» Textauszug:
────────────────

Regisseur Sean Penn kennt keine Zurückhaltung vor großen Gefühlen. "The Last Face" ist ein elegant gefilmtes Melodram, das immer wieder Abstecher zu Schmalz und Kitsch einlegt. Und genau das kam bei vielen Kritikern schlecht an. Dennoch erscheint die Vollvernichtung des Films bei "Screen International" übertrieben. "The Last Face" ist halt ein typischer Hollywood-Film, der aber sehr ernsthaft Stellung gegen den Kriegswahnsinn in einigen Ländern Afrikas bezieht.

Verhoeven. Als allerletzter Film des Wettbewerbs ging am Samstag der erotische Thriller "Elle" an den Start. Regie-Altmeister Paul Verhoeven ("Basic Instinct") wird für den spannungsgeladenen und sehr unmoralischen Film zwar kaum die Goldene Palme gewinnen. Aber seine Hauptdarstellerin Isabelle Huppert ist eine ernsthafte Kandidatin für die Silberne Palme der besten Schauspielerin.

Huppert agiert absolut grandios als steinreiche Besitzerin einer Videospiel-Firma, die ihre zahlreichen Macken kultiviert und erotischen Affären nie abgeneigt ist. Nur ein Sex-Erlebnis sprengt alle Grenzen. Die Frau, Michèle, wird in ihrer Villa von einem maskierten Mann überfallen und vergewaltigt. Zur Polizei gehen mag sie nicht. Also macht sie sich selbst auf die Spur, um den Vergewaltiger zu überführen.

────────────────

» Aufgabe a: Schreibe aus dem Textauszug die Stelle von „Regisseur Sean Penn“ bis „Ländern Afrikas bezieht.“ wortgetreu ab.

────────────────

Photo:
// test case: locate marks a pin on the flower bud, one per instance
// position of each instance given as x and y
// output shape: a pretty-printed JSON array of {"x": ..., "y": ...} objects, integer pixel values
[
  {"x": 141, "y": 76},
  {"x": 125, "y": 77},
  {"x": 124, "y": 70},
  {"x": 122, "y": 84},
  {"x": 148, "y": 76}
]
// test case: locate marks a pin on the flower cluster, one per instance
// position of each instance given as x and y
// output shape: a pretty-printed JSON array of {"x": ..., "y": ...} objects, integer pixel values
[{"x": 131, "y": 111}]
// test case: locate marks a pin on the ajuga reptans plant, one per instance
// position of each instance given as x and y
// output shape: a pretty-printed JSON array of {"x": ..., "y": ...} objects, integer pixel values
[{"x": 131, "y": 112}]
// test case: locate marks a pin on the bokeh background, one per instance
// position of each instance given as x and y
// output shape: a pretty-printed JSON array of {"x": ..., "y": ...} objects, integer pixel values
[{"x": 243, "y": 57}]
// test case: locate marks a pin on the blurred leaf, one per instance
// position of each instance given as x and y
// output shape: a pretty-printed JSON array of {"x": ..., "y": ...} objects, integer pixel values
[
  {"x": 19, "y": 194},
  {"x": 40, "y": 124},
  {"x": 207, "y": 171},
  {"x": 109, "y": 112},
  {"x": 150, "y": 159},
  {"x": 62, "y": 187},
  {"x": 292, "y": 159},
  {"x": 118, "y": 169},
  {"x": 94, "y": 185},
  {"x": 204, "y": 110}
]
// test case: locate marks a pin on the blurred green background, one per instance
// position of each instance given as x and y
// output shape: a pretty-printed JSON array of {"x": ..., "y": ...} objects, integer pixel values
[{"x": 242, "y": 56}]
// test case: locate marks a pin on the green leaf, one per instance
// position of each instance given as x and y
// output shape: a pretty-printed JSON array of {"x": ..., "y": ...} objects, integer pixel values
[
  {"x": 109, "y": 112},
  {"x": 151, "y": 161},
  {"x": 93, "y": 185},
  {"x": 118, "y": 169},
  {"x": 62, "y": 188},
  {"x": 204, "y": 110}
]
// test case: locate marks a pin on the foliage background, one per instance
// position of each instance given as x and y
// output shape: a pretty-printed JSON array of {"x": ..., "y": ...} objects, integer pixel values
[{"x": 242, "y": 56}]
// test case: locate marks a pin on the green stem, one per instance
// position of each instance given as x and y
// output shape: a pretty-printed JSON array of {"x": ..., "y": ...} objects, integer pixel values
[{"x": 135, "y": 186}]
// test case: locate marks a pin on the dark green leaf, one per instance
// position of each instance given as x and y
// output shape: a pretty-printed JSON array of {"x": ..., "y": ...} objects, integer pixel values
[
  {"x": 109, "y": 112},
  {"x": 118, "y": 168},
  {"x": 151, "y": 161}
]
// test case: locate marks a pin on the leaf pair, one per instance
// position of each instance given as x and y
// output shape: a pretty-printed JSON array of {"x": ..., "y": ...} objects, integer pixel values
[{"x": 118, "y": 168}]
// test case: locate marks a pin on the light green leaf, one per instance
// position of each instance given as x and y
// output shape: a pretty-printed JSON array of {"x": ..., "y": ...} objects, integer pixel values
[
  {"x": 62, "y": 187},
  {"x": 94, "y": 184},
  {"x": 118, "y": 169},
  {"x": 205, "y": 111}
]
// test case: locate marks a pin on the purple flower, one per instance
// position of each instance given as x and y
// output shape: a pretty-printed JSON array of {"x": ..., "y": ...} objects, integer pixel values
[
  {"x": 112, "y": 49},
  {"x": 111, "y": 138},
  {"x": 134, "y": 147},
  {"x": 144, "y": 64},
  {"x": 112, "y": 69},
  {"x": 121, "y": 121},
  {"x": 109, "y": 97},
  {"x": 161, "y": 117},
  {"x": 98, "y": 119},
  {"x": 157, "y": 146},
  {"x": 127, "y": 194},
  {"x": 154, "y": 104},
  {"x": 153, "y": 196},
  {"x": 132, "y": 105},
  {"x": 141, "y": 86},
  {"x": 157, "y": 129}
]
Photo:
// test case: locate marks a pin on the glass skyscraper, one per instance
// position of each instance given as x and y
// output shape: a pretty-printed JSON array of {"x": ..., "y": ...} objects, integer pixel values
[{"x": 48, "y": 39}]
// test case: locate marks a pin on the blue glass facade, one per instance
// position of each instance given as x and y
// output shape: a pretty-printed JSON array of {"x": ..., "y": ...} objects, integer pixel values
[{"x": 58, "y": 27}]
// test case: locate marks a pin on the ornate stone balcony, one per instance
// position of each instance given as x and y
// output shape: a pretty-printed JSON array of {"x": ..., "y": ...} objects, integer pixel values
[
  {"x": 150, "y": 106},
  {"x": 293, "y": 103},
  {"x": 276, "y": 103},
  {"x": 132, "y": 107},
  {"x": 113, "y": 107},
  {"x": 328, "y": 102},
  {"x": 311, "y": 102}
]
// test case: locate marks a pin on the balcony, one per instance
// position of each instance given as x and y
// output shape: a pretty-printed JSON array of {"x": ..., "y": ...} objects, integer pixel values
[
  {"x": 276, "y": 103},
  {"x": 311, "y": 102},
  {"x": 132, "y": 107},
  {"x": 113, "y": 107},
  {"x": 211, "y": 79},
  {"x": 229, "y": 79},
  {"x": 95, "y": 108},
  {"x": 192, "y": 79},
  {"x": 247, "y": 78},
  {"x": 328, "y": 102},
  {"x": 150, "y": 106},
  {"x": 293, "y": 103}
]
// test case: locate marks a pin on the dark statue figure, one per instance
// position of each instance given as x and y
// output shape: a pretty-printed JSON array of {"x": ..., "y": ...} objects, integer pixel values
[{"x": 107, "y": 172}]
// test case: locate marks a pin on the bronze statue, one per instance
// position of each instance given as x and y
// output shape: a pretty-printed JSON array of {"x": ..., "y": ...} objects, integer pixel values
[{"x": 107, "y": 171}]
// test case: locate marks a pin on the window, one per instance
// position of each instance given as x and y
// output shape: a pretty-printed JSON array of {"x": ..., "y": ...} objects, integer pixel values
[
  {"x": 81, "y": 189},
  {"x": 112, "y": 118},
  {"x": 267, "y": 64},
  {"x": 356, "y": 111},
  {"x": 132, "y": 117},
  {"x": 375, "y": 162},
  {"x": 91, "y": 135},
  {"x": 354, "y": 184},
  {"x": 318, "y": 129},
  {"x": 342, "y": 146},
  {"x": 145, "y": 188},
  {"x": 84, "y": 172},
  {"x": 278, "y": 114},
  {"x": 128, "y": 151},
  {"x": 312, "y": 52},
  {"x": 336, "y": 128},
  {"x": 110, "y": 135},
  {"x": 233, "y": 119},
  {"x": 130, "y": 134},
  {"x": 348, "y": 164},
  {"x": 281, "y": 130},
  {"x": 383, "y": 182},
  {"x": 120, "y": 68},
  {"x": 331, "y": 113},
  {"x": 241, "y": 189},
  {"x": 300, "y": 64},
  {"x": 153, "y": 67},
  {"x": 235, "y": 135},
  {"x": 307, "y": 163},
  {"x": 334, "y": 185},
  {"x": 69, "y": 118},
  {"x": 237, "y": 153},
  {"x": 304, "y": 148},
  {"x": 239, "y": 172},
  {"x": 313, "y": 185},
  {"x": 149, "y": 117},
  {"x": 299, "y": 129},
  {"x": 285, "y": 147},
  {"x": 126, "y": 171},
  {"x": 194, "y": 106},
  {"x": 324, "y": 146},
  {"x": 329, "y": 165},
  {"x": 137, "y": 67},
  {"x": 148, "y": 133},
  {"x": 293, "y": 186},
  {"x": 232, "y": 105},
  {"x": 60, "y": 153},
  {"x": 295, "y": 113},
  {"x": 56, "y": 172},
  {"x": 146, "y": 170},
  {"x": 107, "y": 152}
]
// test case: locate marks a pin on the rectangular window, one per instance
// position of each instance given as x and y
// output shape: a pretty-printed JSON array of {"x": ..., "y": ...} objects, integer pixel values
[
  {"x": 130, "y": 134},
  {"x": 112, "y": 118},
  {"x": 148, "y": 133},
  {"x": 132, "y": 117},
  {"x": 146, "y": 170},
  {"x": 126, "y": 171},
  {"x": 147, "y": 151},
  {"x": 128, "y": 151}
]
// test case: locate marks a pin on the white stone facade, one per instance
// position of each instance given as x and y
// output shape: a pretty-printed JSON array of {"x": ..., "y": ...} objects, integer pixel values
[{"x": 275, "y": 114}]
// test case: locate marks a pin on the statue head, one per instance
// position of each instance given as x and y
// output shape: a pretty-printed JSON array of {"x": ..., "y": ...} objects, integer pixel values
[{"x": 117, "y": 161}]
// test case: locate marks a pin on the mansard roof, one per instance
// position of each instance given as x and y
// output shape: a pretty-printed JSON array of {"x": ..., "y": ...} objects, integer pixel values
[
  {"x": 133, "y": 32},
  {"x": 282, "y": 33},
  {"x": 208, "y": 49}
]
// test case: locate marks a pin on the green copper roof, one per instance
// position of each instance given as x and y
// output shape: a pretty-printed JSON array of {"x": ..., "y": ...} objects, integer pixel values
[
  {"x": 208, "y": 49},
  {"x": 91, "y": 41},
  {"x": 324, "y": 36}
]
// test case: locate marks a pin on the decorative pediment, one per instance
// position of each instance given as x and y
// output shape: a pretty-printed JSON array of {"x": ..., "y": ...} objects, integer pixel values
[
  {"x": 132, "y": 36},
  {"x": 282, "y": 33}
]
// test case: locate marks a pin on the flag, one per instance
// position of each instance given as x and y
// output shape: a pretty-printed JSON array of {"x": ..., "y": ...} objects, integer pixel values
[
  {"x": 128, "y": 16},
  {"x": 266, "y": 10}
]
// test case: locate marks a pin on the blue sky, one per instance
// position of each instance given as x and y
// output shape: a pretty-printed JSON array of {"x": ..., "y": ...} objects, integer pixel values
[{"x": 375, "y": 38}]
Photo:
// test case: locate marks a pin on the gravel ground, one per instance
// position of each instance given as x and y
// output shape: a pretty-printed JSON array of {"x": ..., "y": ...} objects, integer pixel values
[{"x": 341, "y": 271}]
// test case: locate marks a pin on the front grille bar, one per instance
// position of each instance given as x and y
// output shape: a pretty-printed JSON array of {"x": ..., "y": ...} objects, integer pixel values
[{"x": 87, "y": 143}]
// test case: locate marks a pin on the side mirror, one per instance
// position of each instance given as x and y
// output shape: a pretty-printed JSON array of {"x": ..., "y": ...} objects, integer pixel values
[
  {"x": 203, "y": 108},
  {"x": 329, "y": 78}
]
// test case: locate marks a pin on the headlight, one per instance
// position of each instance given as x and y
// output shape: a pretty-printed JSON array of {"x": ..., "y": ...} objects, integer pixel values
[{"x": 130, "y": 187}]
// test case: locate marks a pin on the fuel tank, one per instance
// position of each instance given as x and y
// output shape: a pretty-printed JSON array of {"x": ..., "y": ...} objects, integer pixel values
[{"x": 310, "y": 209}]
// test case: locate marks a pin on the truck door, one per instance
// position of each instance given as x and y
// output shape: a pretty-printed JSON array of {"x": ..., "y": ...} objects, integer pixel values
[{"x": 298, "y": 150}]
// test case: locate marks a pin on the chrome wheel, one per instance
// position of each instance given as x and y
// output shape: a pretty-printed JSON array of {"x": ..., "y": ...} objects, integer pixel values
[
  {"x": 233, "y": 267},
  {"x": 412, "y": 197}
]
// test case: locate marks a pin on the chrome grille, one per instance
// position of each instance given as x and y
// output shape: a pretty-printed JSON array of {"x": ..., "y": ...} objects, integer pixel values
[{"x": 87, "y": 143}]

────────────────

» Aufgabe b: Zeige jede Zeile der Liste, in der das Wort „blue“ steht. Achte dabei auf Groß- und Kleinschreibung.

» Lösung a:
Regisseur Sean Penn kennt keine Zurückhaltung vor großen Gefühlen. "The Last Face" ist ein elegant gefilmtes Melodram, das immer wieder Abstecher zu Schmalz und Kitsch einlegt. Und genau das kam bei vielen Kritikern schlecht an. Dennoch erscheint die Vollvernichtung des Films bei "Screen International" übertrieben. "The Last Face" ist halt ein typischer Hollywood-Film, der aber sehr ernsthaft Stellung gegen den Kriegswahnsinn in einigen Ländern Afrikas bezieht.

» Lösung b:
// test case: locate marks a pin on the blue glass facade, one per instance
// test case: locate marks a pin on the blue sky, one per instance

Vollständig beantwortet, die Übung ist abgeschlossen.